» **Consignes**
**a.** Citez le passage de l'article sur les Nuits atypiques de Langon qui commence par les mots contenant "Autre personnalité très" et se termine par "parterre féminin s’arrachait.".
**b.** Mettez à jour, s'il vous plaît, les lignes des données fournies, de celle qui contient "Detect beige wall." jusqu'à la dernière, en remplaçant "beige wall" par "cream wall". Ne modifiez rien d'autre et ne redonnez que ces lignes.

------ Document ------

Nuits Atypiques de Langon
Sur les bords de la Garonne, en pays viticole, il y a des manifestations qui savent se bonifier avec le temps. C'est le cas des Nuits atypiques de Langon. Un rendez-vous estival où militantisme rime avec musiques du monde. Morceaux choisis de ce festival citoyen qui vient tout juste de célébrer sa 10ème édition.
Un festival citoyen
Sur les bords de la Garonne, en pays viticole, il y a des manifestations qui savent se bonifier avec le temps. C'est le cas des Nuits atypiques de Langon. Un rendez-vous estival où militantisme rime avec musiques du monde. Morceaux choisis de ce festival citoyen qui vient tout juste de célébrer sa 10ème édition.
Ciel de pleine lune, légère brise dans les branches verdoyantes d’une nature généreuse. Telles étaient les conditions climatiques pour les quelques 20.000 festivaliers venus en pèlerinage à la 10ème édition des Nuits atypiques de Langon, bourgade de 6.000 âmes à quelques kilomètres de Bordeaux. Comme chaque été, ce festival champêtre se déroulait dans le Parc du verger, site boisé protégé par un minaret centenaire, seule trace d’une mosquée construite au début du siècle par un orientaliste. Symbole de l’atypisme en pays girondin, ce minaret -menacé de destruction par les élus locaux - abritait la grande scène qui, cette année, a vu défiler quelques « prophètes » des musiques du monde. A commencer par l’incontournable Franco-espagnol Manu Chao, dont on a parlé récemment dans ces mêmes colonnes, et qui naturellement assurait le plein en ouverture avec son puissant mix latino.
Autre personnalité très attendue cette année : le célèbre réalisateur de l’ex-Yougoslavie, Emir Kusturica. En dehors de la projection durant la manifestation de Chat noir, chat blanc, film primé à la Mostra de Venise en 1998, cette figure internationale du cinéma n’avait pas effectué le déplacement à Langon pour nous enfermer dans les salles obscures. Le 6 août dernier vers une heure du matin, il éteignait les projecteurs de ce cru atypique 2001. Guitariste du No Smoking Orchestra, groupe fondé il y a une vingtaine d’année à Sarajevo, Emir Kusturica jouait, avec sa formation, une partition à son image, provocatrice à souhait : riffs de guitares néo-punk sur fond d’accordéon, de violon et de cuivres puisés dans le patrimoine balkan. Un style bien déjanté aux textes satiriques servi par Nelle Karajic, dandy électrique avec chemise de soie que le parterre féminin s’arrachait.

------ Données fournies ------

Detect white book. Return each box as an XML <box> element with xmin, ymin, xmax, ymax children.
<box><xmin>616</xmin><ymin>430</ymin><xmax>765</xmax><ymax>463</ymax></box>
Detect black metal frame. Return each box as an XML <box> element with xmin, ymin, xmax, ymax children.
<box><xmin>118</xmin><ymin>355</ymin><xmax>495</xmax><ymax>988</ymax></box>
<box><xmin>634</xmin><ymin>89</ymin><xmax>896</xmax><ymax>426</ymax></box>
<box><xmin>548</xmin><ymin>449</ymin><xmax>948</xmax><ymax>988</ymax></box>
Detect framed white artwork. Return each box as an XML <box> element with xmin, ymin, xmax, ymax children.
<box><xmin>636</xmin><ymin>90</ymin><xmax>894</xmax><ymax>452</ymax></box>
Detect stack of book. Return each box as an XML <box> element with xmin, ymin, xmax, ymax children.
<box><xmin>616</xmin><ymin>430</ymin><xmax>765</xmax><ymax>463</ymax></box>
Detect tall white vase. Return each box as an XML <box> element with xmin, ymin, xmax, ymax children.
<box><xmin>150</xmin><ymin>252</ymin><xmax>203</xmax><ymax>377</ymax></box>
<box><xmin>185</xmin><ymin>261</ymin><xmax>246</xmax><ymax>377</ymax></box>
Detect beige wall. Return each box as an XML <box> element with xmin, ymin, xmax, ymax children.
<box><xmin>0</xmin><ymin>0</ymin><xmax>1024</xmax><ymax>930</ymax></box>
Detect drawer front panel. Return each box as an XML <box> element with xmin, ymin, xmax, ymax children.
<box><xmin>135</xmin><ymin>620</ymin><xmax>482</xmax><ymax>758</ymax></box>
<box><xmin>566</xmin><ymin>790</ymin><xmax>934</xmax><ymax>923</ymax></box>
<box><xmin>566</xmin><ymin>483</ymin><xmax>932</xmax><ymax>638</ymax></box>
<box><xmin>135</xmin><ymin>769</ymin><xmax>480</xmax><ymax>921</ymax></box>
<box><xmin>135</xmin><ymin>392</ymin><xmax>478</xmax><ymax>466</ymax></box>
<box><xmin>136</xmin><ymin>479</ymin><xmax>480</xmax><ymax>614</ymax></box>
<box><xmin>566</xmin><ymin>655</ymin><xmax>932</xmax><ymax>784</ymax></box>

------

» **Corrigés**
**a.**
Autre personnalité très attendue cette année : le célèbre réalisateur de l’ex-Yougoslavie, Emir Kusturica. En dehors de la projection durant la manifestation de Chat noir, chat blanc, film primé à la Mostra de Venise en 1998, cette figure internationale du cinéma n’avait pas effectué le déplacement à Langon pour nous enfermer dans les salles obscures. Le 6 août dernier vers une heure du matin, il éteignait les projecteurs de ce cru atypique 2001. Guitariste du No Smoking Orchestra, groupe fondé il y a une vingtaine d’année à Sarajevo, Emir Kusturica jouait, avec sa formation, une partition à son image, provocatrice à souhait : riffs de guitares néo-punk sur fond d’accordéon, de violon et de cuivres puisés dans le patrimoine balkan. Un style bien déjanté aux textes satiriques servi par Nelle Karajic, dandy électrique avec chemise de soie que le parterre féminin s’arrachait.

**b.**
Detect cream wall. Return each box as an XML <box> element with xmin, ymin, xmax, ymax children.
<box><xmin>0</xmin><ymin>0</ymin><xmax>1024</xmax><ymax>930</ymax></box>
Detect drawer front panel. Return each box as an XML <box> element with xmin, ymin, xmax, ymax children.
<box><xmin>135</xmin><ymin>620</ymin><xmax>482</xmax><ymax>758</ymax></box>
<box><xmin>566</xmin><ymin>790</ymin><xmax>934</xmax><ymax>923</ymax></box>
<box><xmin>566</xmin><ymin>483</ymin><xmax>932</xmax><ymax>638</ymax></box>
<box><xmin>135</xmin><ymin>769</ymin><xmax>480</xmax><ymax>921</ymax></box>
<box><xmin>135</xmin><ymin>392</ymin><xmax>478</xmax><ymax>466</ymax></box>
<box><xmin>136</xmin><ymin>479</ymin><xmax>480</xmax><ymax>614</ymax></box>
<box><xmin>566</xmin><ymin>655</ymin><xmax>932</xmax><ymax>784</ymax></box>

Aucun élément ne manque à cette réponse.